Scan the records for lines holding "pink". Say how many there are and give nothing else.

Records from a data collection:
※

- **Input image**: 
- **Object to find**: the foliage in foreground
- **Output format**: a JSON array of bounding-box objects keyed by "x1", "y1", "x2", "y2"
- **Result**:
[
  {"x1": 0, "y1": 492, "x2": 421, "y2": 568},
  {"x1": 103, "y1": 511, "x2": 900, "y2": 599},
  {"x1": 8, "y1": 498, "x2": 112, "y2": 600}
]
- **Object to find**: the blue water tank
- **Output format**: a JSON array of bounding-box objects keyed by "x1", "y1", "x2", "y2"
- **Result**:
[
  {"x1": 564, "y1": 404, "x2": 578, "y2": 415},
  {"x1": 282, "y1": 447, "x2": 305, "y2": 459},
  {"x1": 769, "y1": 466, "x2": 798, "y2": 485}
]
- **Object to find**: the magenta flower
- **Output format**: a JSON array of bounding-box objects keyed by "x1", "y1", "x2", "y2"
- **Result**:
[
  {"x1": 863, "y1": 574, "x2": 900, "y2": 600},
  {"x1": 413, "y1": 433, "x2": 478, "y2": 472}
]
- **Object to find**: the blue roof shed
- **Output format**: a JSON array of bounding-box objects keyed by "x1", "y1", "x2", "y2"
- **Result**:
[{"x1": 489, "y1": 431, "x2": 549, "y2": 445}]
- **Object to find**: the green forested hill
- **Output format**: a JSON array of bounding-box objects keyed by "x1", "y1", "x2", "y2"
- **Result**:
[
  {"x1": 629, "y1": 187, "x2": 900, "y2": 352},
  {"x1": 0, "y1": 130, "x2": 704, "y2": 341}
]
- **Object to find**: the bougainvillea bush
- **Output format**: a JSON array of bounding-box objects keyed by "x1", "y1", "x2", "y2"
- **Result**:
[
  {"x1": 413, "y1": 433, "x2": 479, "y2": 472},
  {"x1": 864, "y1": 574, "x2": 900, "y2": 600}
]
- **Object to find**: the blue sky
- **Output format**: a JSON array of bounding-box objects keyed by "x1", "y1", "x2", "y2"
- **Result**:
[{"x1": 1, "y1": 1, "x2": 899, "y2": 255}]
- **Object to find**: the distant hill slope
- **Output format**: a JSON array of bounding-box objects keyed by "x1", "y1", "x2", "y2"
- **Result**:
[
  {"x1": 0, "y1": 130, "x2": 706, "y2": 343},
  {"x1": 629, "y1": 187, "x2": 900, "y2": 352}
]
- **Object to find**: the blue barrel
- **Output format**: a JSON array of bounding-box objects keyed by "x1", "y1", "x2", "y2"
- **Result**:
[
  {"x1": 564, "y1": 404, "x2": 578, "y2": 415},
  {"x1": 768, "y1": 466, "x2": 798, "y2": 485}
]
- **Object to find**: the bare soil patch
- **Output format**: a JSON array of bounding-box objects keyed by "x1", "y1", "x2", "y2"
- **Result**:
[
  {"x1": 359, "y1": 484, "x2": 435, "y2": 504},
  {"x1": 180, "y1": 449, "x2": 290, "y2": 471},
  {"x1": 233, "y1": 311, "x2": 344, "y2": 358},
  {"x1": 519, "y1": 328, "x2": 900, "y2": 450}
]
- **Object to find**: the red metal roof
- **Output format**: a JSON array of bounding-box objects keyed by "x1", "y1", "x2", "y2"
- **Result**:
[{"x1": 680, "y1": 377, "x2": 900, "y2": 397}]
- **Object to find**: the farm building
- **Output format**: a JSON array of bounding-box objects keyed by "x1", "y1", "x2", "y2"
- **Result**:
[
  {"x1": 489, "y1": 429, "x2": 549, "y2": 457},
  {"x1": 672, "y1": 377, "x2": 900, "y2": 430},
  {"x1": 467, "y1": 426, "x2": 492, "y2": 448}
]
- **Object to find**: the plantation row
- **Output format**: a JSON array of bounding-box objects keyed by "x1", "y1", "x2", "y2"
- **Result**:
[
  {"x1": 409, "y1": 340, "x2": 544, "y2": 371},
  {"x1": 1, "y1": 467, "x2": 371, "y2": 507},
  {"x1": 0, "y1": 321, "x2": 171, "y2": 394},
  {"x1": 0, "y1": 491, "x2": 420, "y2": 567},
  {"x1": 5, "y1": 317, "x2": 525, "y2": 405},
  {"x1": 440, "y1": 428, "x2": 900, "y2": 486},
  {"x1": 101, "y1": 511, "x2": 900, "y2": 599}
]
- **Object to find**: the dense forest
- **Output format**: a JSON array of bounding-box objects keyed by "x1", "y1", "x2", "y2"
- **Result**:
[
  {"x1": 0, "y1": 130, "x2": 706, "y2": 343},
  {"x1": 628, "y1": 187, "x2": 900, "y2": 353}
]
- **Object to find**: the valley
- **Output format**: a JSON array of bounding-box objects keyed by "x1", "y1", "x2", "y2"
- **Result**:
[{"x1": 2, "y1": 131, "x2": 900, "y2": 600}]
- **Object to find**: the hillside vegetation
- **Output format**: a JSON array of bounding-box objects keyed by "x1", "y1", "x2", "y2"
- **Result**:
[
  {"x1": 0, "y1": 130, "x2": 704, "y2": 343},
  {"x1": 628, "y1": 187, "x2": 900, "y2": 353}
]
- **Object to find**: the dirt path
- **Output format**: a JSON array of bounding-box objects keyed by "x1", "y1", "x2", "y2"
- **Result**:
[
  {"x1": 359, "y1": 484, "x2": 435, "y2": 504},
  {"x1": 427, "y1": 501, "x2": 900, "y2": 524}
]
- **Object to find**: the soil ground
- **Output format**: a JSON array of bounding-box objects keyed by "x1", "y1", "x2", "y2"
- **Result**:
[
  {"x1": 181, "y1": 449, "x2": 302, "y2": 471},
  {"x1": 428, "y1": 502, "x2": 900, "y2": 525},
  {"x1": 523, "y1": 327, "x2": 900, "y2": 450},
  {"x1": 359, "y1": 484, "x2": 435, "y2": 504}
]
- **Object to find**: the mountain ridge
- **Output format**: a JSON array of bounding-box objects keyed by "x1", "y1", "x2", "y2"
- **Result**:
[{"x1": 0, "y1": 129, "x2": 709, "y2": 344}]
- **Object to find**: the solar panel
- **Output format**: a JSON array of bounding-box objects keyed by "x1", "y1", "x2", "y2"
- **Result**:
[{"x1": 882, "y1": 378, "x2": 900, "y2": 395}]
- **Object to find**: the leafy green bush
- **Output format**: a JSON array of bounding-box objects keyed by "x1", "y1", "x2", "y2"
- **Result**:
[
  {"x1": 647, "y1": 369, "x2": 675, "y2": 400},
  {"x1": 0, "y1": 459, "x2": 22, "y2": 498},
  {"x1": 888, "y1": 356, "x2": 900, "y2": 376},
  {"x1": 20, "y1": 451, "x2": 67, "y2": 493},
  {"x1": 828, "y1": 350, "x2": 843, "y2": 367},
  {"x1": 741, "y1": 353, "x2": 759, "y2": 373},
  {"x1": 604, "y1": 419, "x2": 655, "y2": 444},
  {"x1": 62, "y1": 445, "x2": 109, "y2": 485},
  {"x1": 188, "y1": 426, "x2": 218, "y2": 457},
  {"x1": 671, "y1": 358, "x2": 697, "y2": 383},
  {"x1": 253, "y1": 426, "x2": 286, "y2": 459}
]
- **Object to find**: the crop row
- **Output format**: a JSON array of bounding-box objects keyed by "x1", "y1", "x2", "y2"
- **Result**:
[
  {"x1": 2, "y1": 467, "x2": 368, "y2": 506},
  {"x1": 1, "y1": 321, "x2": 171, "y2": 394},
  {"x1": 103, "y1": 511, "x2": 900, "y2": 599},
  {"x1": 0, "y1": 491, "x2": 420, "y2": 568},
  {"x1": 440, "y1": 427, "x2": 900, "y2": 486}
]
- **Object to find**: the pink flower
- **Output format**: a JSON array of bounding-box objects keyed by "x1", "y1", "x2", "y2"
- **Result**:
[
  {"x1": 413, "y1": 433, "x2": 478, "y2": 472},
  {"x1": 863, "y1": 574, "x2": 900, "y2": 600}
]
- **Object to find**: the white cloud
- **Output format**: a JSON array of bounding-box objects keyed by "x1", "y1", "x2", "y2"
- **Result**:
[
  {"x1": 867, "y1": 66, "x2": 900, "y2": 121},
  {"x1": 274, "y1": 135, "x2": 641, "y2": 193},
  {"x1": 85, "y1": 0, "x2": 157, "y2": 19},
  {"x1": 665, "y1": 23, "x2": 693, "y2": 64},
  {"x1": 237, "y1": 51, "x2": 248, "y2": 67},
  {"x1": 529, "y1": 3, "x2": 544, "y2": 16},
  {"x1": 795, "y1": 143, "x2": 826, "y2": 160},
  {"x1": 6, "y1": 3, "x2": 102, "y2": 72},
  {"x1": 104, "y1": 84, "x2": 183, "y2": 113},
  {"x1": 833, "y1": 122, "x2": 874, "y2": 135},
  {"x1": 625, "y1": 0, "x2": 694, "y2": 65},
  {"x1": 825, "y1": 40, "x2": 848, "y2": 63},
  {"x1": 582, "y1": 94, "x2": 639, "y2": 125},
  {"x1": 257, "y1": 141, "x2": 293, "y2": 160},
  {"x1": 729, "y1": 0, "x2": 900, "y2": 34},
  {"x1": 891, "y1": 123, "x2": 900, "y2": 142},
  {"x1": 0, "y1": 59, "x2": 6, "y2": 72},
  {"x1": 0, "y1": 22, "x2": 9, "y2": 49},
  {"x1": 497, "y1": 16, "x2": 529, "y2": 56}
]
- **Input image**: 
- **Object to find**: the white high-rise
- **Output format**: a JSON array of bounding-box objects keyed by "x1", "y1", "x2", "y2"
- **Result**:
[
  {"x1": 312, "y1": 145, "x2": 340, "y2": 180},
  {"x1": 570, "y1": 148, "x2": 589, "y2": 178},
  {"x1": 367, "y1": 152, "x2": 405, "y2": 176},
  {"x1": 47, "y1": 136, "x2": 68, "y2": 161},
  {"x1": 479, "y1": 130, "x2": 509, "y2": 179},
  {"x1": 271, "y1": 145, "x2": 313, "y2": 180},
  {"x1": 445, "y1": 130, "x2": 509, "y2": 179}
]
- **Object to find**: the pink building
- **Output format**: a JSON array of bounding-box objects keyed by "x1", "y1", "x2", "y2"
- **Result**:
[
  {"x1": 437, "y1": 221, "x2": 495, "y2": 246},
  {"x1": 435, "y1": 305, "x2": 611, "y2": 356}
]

※

THE ANSWER → 2